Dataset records
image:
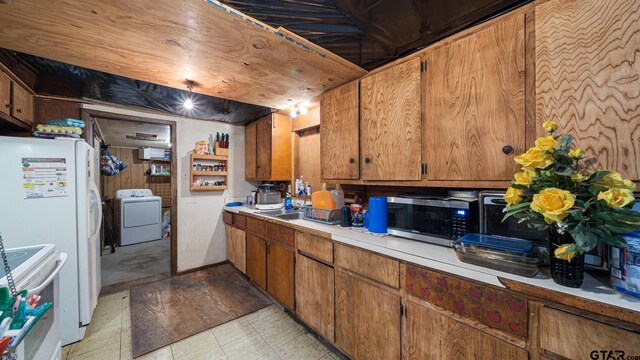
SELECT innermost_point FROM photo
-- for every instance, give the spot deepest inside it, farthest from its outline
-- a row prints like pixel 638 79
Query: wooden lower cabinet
pixel 367 319
pixel 280 273
pixel 314 295
pixel 237 247
pixel 257 260
pixel 432 335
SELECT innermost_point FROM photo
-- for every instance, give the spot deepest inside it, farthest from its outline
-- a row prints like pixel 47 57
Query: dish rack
pixel 325 216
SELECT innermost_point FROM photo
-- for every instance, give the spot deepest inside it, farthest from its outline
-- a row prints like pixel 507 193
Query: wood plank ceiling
pixel 166 42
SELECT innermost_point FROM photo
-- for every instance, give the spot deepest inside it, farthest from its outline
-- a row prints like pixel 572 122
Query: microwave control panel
pixel 459 222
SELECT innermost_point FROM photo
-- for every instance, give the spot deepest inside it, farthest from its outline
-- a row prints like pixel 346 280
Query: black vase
pixel 564 272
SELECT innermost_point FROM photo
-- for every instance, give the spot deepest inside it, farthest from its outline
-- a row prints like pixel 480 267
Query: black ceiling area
pixel 367 33
pixel 370 33
pixel 60 79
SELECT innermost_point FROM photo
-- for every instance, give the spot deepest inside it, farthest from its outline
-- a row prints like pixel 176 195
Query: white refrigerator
pixel 48 194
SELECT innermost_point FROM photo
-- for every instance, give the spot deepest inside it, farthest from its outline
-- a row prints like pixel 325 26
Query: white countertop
pixel 444 259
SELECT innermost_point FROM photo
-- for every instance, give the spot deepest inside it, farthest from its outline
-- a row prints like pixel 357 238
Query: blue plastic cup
pixel 375 219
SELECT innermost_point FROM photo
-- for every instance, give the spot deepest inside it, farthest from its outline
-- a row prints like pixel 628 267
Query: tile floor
pixel 265 334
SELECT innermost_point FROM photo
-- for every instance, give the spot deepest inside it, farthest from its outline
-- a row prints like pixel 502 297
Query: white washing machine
pixel 137 216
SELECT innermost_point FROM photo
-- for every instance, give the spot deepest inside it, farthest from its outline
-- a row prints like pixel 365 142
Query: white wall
pixel 201 236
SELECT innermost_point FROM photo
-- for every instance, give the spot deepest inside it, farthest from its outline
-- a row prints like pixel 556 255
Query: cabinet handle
pixel 507 149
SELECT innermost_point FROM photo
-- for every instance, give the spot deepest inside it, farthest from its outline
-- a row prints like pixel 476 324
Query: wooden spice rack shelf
pixel 196 158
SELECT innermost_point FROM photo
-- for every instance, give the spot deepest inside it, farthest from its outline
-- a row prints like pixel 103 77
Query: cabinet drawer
pixel 257 227
pixel 575 337
pixel 227 218
pixel 368 264
pixel 494 308
pixel 280 233
pixel 314 246
pixel 239 221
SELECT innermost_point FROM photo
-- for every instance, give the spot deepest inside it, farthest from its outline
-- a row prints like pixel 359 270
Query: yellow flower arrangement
pixel 555 191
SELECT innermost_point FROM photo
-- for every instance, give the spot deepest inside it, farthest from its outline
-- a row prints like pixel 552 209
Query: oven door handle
pixel 49 279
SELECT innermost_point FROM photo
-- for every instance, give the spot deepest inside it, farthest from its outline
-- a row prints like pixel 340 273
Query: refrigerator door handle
pixel 56 270
pixel 95 197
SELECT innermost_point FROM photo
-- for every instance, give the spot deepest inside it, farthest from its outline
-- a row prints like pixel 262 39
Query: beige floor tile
pixel 160 354
pixel 195 346
pixel 232 330
pixel 65 352
pixel 97 339
pixel 280 332
pixel 217 354
pixel 268 314
pixel 303 347
pixel 249 347
pixel 103 353
pixel 270 356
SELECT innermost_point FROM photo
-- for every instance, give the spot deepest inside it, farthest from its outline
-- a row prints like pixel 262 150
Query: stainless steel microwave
pixel 491 205
pixel 437 221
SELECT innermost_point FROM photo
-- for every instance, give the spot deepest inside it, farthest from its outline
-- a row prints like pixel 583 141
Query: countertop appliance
pixel 49 194
pixel 37 269
pixel 137 216
pixel 268 197
pixel 491 215
pixel 437 220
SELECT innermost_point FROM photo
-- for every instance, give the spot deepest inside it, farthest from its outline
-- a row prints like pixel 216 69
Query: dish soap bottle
pixel 287 202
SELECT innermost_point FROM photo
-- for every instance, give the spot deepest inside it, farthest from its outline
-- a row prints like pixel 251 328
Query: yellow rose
pixel 550 125
pixel 576 153
pixel 616 197
pixel 513 196
pixel 553 203
pixel 578 177
pixel 522 178
pixel 615 180
pixel 547 143
pixel 565 252
pixel 534 158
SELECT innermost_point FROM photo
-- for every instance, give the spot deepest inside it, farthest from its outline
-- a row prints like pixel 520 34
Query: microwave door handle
pixel 47 281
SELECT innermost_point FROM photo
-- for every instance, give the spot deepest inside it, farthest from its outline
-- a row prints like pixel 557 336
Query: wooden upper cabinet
pixel 250 151
pixel 5 94
pixel 270 140
pixel 390 126
pixel 587 77
pixel 339 133
pixel 474 104
pixel 22 108
pixel 263 148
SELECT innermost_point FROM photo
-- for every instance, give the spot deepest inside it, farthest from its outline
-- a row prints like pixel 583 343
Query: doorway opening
pixel 138 185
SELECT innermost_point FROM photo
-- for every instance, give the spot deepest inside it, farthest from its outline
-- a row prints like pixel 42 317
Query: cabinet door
pixel 367 319
pixel 474 105
pixel 257 260
pixel 391 126
pixel 431 335
pixel 263 148
pixel 250 151
pixel 280 274
pixel 314 295
pixel 22 104
pixel 5 94
pixel 339 133
pixel 587 77
pixel 228 232
pixel 239 249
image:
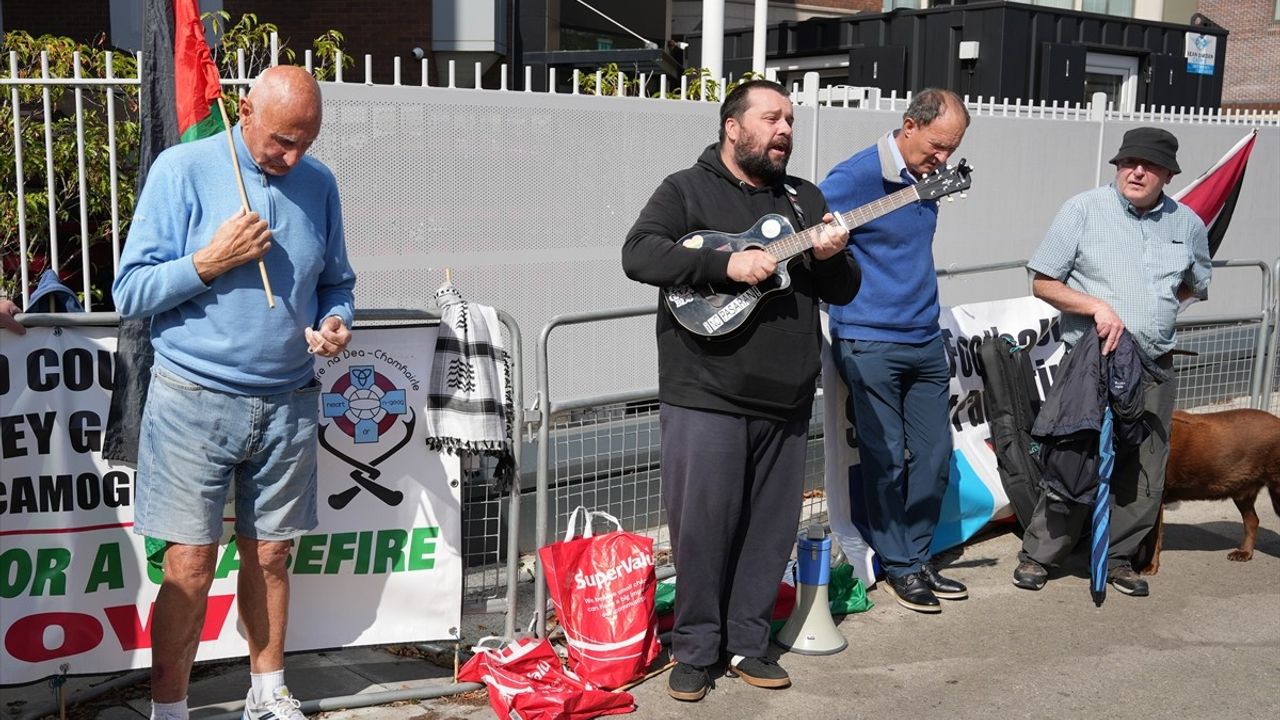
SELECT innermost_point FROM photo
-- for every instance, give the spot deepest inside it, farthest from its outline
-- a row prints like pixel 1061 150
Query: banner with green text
pixel 384 565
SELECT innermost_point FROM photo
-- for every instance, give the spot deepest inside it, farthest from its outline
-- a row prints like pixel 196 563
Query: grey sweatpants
pixel 734 488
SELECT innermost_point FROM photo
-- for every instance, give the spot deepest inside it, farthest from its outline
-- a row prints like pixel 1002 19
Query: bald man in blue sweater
pixel 888 347
pixel 233 396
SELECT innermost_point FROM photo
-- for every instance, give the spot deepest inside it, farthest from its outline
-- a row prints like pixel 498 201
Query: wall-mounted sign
pixel 1201 50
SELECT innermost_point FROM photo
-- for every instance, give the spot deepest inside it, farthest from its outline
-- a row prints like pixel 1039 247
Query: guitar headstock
pixel 945 181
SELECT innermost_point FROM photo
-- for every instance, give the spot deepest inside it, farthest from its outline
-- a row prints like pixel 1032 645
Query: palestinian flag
pixel 1212 195
pixel 179 87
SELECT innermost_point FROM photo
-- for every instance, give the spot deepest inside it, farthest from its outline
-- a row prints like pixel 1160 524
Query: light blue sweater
pixel 223 335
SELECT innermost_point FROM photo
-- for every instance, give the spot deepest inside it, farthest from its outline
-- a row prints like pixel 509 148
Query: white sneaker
pixel 282 706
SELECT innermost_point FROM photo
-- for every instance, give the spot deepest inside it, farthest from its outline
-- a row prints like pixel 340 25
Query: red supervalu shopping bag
pixel 526 682
pixel 603 587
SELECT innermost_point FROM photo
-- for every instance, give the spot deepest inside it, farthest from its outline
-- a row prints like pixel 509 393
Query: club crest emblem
pixel 365 406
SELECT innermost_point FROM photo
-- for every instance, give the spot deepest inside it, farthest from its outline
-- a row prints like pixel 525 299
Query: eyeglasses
pixel 1130 163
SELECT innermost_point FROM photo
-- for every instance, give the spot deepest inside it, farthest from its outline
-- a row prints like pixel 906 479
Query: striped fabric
pixel 1104 247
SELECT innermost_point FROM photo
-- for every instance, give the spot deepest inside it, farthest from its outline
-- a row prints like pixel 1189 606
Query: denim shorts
pixel 196 442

**Given request:** Please copy everything from the start of the records down to the line containing "pixel 325 216", both ends included, without the pictures.

**Solution:**
image:
SELECT innermost_point FROM photo
-- for every instance, give the spot deepest inside it, farthest from its outline
-- a row prints like pixel 638 79
Query: wooden lower cabinet
pixel 367 319
pixel 280 273
pixel 314 295
pixel 237 247
pixel 257 260
pixel 432 335
SELECT innermost_point FROM photo
-- for every instance, give the spot deepest inside it, farthest from its outline
-- a row prints like pixel 47 57
Query: dish rack
pixel 325 216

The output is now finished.